PROBLEMS TO WORK ON
1/ In the Rollover Pass fishing report, write out the part that opens with the words containing "# Rollover Pass" and closes with "fish on jig.", putting "lure" wherever "jig" appears.
2/ Continue the Rollover Pass fishing report, picking up after its final line.
──────── EXCERPT TO READ
# Rollover Pass fishing report ,28 March 2012



## Jean Scurtu (Dec 6, 2011)

:texasflagThanks God, today(28 March 2012) i was able to drive to Rollover Pass.I start fishnig at 11:30am and until 2:30pm i was catching on jig one 19.5 red fish,3 mall flounders,5 keeper flounders(16"-18"),i lose one big fish(maybe black drum) after 2minutes fight unhooked himself.
At 3:30pm i have a bite and start to fight with on nice black drum(C&R)
Because the water are moving very slow at 4:00pm. i stop fishing.
In the mornig some fishermens was catching some specks(i see just 3 specks),red fish ,flounder with finger mullet and shad.Just another two fishermens catching flouder and red fish on jig.
One fisherman was catching some specks wading in the bay.

You can see 2 flouders catch by me and the rig(and another 3 keepers was in the ice box).

http://i1115.photobucket.com/albums/k554/jscurtu/Flounder28march12-5710.jpg

http://i1115.photobucket.com/albums/k554/jscurtu/28March12-5716.jpg

And the rig(GULP MINNOW GRUB 3",CHARTREUSE)
────────────────
──────── RECORD EXTRACTS
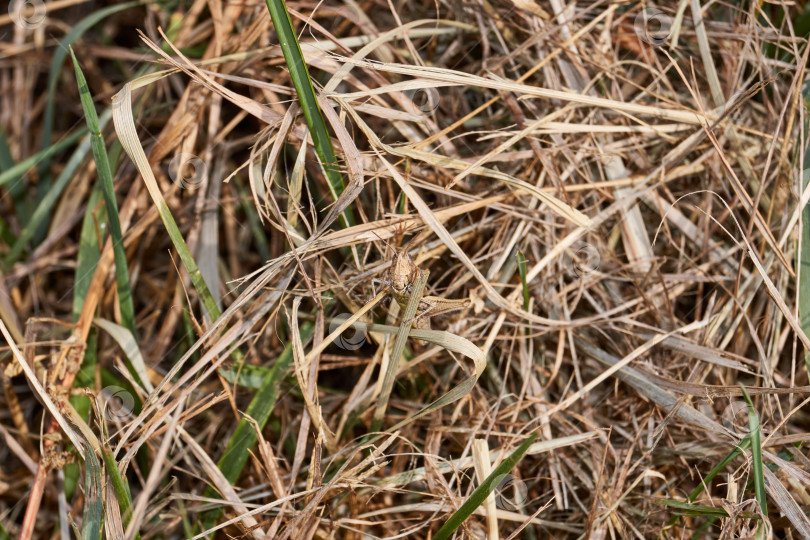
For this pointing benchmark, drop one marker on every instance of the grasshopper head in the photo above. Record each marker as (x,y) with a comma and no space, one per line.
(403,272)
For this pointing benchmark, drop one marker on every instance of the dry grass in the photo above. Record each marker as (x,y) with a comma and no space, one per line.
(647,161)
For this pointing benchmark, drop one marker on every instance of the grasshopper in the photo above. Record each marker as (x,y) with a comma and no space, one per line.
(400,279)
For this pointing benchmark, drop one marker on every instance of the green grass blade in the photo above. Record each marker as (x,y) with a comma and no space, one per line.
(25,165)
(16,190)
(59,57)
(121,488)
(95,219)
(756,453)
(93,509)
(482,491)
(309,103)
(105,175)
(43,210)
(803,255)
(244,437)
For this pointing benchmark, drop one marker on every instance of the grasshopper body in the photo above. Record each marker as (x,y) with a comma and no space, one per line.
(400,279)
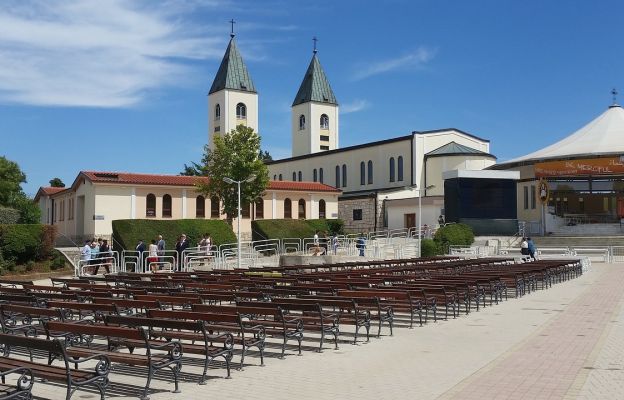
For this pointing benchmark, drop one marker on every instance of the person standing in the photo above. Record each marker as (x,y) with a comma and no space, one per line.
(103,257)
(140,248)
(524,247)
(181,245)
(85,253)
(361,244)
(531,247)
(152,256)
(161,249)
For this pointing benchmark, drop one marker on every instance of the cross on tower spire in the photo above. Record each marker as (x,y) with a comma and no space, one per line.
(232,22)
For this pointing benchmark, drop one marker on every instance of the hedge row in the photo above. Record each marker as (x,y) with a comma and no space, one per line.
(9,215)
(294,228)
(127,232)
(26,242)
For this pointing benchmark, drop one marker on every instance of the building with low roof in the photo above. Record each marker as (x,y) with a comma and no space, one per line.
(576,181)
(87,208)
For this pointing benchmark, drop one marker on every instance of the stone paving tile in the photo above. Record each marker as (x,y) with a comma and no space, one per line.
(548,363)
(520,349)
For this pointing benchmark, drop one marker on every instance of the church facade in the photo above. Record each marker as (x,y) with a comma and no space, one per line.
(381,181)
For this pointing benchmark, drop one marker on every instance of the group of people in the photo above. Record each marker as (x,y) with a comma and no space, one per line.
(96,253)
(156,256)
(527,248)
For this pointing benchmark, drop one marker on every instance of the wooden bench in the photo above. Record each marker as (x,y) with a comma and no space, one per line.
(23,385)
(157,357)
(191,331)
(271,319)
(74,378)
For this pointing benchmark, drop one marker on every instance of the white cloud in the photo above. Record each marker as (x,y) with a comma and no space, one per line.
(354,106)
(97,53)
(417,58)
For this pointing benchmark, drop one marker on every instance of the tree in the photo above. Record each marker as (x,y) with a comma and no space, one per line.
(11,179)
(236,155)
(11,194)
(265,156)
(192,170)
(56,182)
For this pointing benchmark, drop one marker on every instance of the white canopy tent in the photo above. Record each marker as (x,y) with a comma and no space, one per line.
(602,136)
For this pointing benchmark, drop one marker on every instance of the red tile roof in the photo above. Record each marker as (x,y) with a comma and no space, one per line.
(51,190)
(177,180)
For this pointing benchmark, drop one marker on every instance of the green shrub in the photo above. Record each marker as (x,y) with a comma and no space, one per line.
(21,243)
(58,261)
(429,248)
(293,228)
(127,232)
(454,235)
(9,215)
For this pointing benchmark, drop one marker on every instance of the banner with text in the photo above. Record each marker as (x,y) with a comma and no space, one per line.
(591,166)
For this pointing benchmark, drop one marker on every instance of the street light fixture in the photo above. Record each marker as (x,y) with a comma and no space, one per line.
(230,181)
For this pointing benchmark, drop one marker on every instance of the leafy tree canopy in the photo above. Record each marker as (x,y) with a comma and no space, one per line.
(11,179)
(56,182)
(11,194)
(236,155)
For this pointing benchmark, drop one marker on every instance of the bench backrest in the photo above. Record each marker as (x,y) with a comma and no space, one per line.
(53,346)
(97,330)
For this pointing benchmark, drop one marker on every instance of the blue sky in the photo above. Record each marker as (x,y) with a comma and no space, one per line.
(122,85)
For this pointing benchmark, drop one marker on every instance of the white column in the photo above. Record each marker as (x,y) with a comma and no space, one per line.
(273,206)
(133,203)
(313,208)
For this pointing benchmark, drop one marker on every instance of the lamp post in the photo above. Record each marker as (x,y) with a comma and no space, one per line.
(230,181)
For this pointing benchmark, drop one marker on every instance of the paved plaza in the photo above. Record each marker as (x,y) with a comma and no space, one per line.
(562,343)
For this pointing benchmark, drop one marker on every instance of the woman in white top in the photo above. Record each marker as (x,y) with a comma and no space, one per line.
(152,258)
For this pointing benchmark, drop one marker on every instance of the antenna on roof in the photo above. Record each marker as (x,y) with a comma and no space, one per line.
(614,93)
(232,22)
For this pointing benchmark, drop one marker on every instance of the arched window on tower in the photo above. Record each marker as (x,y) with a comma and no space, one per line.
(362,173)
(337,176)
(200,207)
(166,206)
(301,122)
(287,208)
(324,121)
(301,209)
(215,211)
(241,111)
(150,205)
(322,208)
────────────────
RESPONSE LIST
1/
# Rollover Pass fishing report ,28 March 2012



## Jean Scurtu (Dec 6, 2011)

:texasflagThanks God, today(28 March 2012) i was able to drive to Rollover Pass.I start fishnig at 11:30am and until 2:30pm i was catching on lure one 19.5 red fish,3 mall flounders,5 keeper flounders(16"-18"),i lose one big fish(maybe black drum) after 2minutes fight unhooked himself.
At 3:30pm i have a bite and start to fight with on nice black drum(C&R)
Because the water are moving very slow at 4:00pm. i stop fishing.
In the mornig some fishermens was catching some specks(i see just 3 specks),red fish ,flounder with finger mullet and shad.Just another two fishermens catching flouder and red fish on lure.

2/
http://i1115.photobucket.com/albums/k554/jscurtu/Myrigtocatchflouder28March12-5707.jpg

The rod was G.LOOMIS IMX 9'W12/13 fly rod change by me in spinning rod.

Black drum(C&R)

http://i1115.photobucket.com/albums/k554/jscurtu/Blackdrum28March12-5706.jpg

The rig(BASS ASSASSIN CURLY SHAD 2' CHARTREUSE ,SILVER GLITTER)I was trying to catch some trout and i catch ...black drum.Today no specks bite for me and another fishermens fishing with jigs.

http://i1115.photobucket.com/albums/k554/jscurtu/Myrig28March12-5708.jpg

The rod was G.LOOMIS IMX fly rod 9' W10 change by me in spinning rod.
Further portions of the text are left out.